◆ YOUR OBJECTIVE
Only the lines from the one containing "background in the photo above." through the last line of the material should be returned, each exactly as it stands.

◆ MATERIAL PROVIDED

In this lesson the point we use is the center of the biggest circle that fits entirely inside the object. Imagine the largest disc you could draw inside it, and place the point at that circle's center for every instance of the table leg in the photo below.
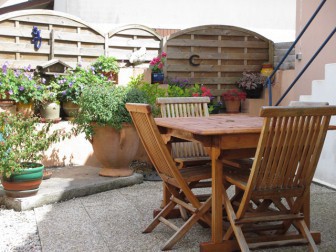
(217, 205)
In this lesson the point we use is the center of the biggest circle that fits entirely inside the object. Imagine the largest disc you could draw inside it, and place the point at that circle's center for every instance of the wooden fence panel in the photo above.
(215, 55)
(63, 37)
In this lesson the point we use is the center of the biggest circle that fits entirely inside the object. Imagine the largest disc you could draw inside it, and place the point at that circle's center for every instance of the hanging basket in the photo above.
(157, 78)
(254, 93)
(232, 106)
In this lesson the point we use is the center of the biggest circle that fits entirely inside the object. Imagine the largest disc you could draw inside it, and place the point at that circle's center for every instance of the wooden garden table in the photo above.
(225, 137)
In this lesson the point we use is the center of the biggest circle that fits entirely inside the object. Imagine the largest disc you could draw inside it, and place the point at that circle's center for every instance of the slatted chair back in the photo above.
(185, 107)
(285, 162)
(289, 150)
(177, 181)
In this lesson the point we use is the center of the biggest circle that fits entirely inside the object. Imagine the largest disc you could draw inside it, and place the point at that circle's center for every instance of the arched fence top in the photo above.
(134, 44)
(221, 30)
(25, 15)
(140, 29)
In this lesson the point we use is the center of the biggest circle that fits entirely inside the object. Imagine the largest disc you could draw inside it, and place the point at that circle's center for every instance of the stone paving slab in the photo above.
(114, 221)
(68, 183)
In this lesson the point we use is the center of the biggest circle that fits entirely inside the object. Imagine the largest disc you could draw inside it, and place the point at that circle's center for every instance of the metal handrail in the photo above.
(269, 78)
(306, 66)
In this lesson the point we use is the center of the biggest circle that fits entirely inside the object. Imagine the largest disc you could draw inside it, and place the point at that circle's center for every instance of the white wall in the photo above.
(272, 19)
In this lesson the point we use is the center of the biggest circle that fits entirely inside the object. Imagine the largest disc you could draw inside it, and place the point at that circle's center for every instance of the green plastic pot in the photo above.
(31, 171)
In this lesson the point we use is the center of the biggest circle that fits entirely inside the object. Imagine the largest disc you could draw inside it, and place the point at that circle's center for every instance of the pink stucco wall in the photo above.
(317, 32)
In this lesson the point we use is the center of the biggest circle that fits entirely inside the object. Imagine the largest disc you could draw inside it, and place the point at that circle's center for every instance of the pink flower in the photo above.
(157, 63)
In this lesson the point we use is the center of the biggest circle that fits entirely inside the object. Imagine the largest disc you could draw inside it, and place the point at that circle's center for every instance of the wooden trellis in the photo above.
(64, 37)
(215, 55)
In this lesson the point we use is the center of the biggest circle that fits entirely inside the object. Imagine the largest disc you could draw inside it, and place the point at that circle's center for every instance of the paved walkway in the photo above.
(113, 220)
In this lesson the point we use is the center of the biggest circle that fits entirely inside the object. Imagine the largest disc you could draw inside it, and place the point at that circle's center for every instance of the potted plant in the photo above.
(252, 84)
(48, 102)
(19, 86)
(71, 86)
(232, 99)
(22, 143)
(7, 80)
(107, 125)
(108, 66)
(156, 65)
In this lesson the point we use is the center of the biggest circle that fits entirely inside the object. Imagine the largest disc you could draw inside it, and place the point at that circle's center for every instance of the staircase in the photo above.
(325, 91)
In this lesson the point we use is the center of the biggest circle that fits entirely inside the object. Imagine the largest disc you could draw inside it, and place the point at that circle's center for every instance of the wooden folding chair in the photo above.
(271, 197)
(179, 182)
(188, 153)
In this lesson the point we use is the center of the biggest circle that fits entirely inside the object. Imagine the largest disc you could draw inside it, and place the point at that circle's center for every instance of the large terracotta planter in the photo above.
(115, 150)
(50, 111)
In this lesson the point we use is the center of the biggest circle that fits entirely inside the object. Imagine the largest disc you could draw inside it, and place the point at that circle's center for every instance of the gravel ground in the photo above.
(18, 231)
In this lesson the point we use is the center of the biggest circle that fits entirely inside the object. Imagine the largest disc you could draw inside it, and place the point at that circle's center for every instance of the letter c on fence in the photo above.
(191, 60)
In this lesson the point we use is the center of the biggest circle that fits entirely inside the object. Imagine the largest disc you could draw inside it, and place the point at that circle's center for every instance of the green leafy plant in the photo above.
(20, 84)
(71, 84)
(105, 105)
(106, 65)
(151, 91)
(251, 80)
(234, 95)
(23, 140)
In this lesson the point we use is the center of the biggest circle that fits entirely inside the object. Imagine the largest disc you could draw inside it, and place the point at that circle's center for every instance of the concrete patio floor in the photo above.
(113, 221)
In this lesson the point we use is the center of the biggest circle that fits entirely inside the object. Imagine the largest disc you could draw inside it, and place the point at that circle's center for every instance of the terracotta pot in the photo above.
(26, 109)
(7, 105)
(50, 111)
(115, 150)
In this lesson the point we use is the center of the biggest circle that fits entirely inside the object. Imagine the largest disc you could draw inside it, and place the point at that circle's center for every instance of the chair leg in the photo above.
(306, 233)
(169, 207)
(188, 224)
(235, 228)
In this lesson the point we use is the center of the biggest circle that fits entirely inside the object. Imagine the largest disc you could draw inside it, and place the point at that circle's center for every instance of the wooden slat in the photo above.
(223, 56)
(213, 68)
(134, 43)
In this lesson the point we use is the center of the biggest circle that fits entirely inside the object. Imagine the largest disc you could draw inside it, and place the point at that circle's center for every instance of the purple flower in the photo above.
(4, 68)
(27, 68)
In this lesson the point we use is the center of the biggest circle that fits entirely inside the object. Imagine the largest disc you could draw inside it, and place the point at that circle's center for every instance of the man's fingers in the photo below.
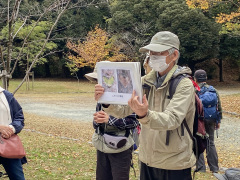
(145, 99)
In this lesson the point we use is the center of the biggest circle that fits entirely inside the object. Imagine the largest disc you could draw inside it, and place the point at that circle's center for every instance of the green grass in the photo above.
(53, 86)
(51, 157)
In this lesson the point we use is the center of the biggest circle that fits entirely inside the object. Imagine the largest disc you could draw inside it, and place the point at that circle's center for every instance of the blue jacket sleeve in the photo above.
(15, 111)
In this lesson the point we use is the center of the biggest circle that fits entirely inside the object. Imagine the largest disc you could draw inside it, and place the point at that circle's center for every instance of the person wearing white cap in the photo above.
(158, 113)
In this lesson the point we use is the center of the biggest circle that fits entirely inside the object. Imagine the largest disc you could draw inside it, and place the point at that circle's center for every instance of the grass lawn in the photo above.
(59, 148)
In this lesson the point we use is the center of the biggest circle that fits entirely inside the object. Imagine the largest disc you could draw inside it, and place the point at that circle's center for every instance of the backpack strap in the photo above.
(172, 88)
(146, 89)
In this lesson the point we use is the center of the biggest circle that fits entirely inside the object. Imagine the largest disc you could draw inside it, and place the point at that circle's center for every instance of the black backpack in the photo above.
(199, 136)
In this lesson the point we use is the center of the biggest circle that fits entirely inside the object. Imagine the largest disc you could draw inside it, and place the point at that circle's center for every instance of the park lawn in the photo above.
(50, 154)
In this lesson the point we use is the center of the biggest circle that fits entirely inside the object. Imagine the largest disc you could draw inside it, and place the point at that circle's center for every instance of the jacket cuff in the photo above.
(145, 119)
(14, 130)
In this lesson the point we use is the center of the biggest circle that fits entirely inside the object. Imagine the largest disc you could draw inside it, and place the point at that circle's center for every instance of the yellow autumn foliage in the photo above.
(94, 49)
(232, 19)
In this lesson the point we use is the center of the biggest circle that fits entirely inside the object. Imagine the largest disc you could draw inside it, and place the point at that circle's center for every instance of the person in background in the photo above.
(11, 122)
(112, 163)
(162, 157)
(200, 76)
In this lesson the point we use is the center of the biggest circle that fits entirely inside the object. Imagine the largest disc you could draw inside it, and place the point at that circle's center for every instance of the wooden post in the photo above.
(4, 79)
(28, 79)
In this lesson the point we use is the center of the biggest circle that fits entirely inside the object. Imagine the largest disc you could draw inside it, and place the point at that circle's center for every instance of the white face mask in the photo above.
(158, 63)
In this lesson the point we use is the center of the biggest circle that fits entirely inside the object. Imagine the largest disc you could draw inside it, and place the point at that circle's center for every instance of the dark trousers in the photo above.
(212, 157)
(113, 166)
(13, 168)
(151, 173)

◆ RESPONSE TO THIS TASK
In this lesson the point we use is the center of the biggest circle that fits entirely inside the object. Imagine the largest disc you could draw inside it, and place the point at that circle's center for every instance of the person in background in the photo above.
(11, 122)
(112, 163)
(162, 157)
(200, 76)
In this lesson the point we use is the center of the biggest circle that fits entirely inside the object. Imagine the largest disc you could draw inside it, and place the point at that circle's center for every instance of the wooden post in the photo above.
(4, 79)
(28, 79)
In this lesson the point we use is the center of the biggest circle that fits entirely inside the object. Imagine the largest disc you could draw inside it, and place the point at that circle's center for every instance of the white face mask in the photo above.
(158, 63)
In this lesson the point we use is the center of the biggest circle that fits entirely inside the object. Imagine the largest disc you could draw inside it, and place the point at that circle's center for every instance of the dark trousers in the photo above.
(212, 157)
(113, 166)
(13, 168)
(151, 173)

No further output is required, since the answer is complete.